Top of Given data

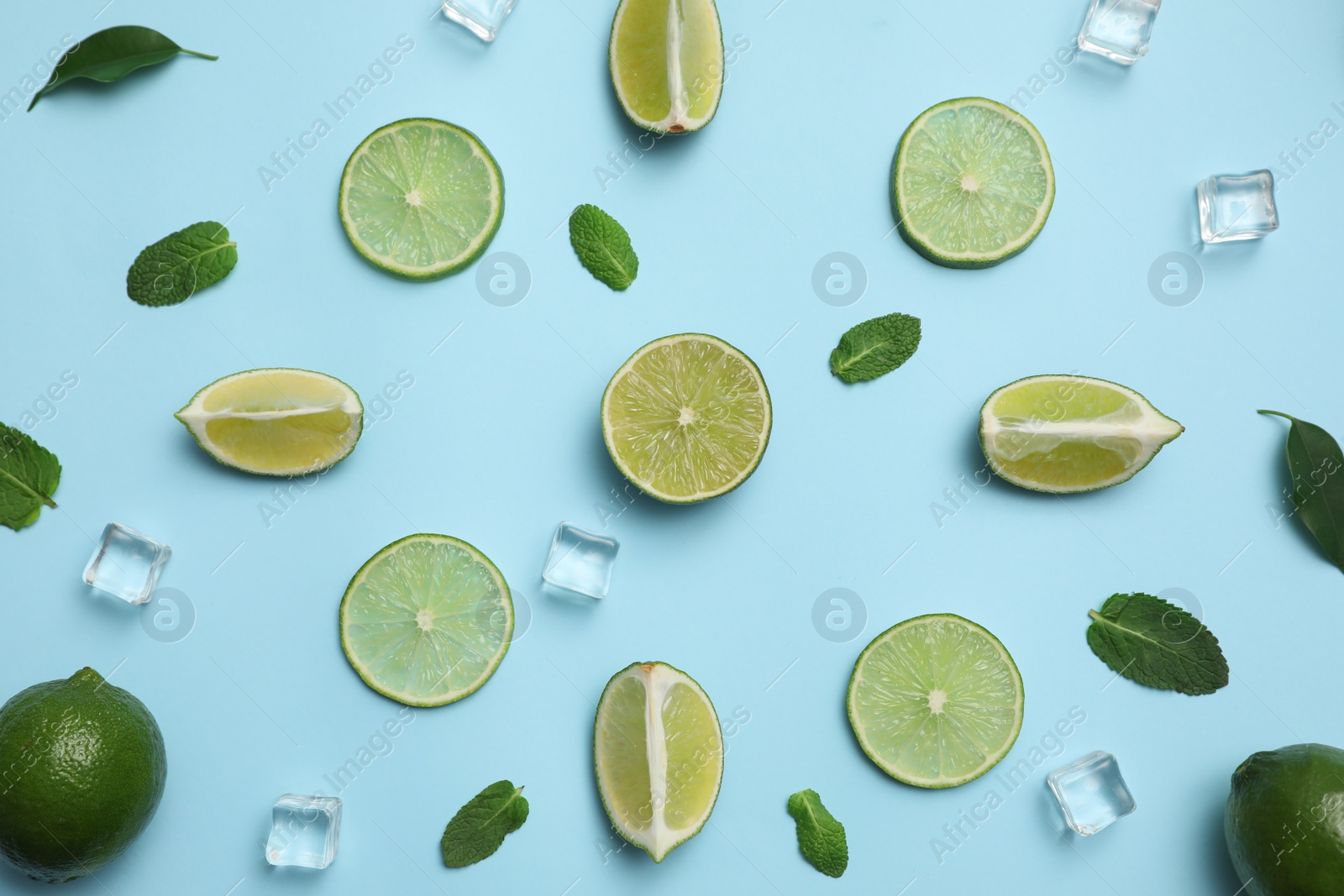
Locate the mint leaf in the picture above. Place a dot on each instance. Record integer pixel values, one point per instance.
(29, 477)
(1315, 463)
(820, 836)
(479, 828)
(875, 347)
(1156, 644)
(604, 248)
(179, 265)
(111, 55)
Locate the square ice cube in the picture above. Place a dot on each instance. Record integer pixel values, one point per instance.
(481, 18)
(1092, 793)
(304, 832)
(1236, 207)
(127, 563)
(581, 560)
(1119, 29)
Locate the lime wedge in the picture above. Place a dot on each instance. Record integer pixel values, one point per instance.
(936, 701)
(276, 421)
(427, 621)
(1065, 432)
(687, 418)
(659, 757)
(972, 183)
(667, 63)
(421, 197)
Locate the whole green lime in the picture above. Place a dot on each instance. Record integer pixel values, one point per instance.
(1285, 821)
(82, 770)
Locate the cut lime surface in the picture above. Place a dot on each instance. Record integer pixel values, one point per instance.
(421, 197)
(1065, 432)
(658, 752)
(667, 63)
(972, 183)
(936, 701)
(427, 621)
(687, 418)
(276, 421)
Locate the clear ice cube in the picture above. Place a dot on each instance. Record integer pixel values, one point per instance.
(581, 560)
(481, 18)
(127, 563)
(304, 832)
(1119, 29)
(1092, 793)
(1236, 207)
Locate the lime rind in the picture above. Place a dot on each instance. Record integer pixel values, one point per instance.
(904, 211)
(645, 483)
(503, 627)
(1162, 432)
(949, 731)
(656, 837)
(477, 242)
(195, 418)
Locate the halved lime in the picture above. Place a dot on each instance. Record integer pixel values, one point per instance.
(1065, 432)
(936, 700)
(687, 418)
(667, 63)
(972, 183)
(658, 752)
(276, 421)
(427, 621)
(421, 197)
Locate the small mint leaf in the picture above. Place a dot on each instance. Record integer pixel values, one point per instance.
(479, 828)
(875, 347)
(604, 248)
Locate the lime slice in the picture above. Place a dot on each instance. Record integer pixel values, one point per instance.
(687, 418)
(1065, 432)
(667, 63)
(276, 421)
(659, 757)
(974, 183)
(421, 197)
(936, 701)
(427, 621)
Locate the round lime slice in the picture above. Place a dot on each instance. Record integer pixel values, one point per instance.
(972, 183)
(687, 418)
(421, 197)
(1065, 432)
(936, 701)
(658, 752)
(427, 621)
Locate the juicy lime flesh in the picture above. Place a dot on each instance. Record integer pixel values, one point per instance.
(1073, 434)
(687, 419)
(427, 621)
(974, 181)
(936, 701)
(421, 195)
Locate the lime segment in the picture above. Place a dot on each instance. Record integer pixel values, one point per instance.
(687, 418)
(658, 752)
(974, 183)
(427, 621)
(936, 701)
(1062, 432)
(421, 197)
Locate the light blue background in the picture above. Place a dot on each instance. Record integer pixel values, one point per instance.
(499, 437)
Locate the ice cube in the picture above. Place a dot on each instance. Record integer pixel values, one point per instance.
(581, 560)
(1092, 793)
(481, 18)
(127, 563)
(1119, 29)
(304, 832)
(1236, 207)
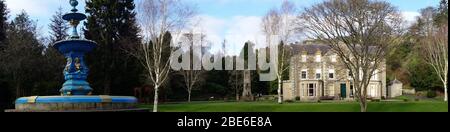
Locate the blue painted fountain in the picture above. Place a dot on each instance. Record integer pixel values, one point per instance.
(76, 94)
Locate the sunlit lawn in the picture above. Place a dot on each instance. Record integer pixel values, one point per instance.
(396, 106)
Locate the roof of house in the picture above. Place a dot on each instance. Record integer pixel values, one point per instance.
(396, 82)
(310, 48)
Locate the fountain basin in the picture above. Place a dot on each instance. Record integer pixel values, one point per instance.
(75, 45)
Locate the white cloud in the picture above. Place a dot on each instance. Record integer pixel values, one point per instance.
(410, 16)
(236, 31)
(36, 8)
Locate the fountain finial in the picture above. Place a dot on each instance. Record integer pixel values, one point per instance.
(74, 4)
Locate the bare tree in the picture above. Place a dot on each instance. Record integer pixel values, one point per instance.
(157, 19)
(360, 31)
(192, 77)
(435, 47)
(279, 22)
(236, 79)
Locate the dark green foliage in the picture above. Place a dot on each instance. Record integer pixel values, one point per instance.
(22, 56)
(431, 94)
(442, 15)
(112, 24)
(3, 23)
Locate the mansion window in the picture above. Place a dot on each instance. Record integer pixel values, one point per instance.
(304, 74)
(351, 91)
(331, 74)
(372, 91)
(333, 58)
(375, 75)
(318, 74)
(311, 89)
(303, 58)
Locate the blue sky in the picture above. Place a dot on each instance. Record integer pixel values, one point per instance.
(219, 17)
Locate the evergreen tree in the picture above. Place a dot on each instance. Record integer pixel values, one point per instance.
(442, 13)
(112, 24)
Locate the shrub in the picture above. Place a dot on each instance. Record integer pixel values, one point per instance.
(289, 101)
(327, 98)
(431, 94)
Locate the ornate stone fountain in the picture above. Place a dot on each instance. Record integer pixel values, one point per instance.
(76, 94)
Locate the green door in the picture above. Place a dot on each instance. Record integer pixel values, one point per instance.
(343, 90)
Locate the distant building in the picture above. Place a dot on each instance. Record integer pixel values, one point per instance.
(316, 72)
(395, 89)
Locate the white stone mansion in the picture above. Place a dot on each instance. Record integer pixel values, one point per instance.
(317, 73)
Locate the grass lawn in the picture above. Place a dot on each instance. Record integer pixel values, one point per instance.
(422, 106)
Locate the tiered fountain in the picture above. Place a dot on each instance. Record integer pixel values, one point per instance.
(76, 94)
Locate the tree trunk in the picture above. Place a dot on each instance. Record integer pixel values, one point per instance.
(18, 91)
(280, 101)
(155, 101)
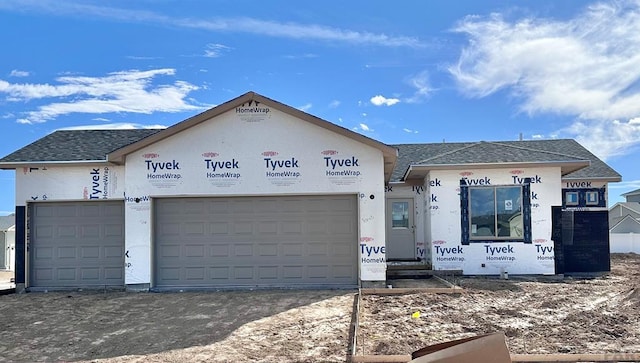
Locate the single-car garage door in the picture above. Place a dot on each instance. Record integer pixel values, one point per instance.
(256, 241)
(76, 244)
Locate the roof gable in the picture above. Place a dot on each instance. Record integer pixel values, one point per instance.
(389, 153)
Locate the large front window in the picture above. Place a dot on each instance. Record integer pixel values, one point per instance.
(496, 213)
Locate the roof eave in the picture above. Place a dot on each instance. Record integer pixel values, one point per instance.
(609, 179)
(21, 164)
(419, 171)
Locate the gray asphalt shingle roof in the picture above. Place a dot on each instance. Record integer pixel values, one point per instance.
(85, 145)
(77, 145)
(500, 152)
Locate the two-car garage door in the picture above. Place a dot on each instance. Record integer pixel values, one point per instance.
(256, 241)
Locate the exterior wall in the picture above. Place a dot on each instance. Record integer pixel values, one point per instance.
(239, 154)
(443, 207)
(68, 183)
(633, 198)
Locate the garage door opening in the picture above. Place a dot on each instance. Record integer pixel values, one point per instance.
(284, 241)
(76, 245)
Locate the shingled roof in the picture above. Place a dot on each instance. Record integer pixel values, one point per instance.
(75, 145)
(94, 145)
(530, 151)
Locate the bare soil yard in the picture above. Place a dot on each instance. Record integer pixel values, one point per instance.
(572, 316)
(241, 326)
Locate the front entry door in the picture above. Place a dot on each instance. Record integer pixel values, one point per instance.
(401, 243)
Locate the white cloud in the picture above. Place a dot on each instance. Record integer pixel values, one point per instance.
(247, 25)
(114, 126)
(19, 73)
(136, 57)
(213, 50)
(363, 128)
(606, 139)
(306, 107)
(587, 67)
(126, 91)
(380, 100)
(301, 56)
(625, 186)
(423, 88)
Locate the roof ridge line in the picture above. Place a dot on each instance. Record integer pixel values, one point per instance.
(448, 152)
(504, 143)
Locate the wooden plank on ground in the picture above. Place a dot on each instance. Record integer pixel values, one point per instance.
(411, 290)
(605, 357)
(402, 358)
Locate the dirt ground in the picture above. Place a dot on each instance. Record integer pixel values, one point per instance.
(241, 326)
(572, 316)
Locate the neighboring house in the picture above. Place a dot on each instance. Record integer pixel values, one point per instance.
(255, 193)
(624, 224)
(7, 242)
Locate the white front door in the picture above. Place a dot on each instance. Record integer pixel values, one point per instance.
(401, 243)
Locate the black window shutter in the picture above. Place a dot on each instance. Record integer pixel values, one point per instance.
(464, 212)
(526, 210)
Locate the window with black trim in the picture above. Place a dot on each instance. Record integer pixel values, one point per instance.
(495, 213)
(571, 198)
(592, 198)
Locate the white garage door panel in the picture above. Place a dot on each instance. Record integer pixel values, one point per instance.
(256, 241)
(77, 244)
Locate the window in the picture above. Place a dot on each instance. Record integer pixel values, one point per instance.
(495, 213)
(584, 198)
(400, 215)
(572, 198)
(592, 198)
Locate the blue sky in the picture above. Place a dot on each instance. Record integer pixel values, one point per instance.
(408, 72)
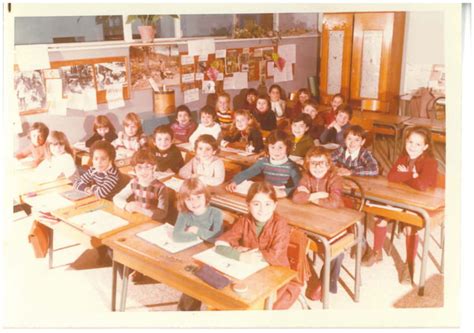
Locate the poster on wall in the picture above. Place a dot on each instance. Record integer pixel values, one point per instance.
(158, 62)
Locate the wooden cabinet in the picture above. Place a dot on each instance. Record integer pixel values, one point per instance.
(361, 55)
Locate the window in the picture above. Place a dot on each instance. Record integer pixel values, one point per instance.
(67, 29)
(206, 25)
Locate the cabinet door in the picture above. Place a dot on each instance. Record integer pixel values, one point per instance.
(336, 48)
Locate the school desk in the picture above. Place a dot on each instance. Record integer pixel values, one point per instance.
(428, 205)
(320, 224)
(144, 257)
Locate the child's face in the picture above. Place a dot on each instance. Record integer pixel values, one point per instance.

Bottom of Given data

What you have to do: Please retype, exactly as written, every line from the line containing "Locate the cabinet" through the last line of the records above, including both of those lines, and nothing else.

Response to the task:
Locate the cabinet door in the picture above. Place a dot on each instance. Record integer pixel values, one point per instance.
(336, 48)
Locate the school desk in the picture above. Place a dot on each instance. Record integer pixel values, one point per instance.
(428, 205)
(320, 224)
(144, 257)
Locate the child's face in the picture above. Place a dot on each instance. Record integer pixel values, one point per instance.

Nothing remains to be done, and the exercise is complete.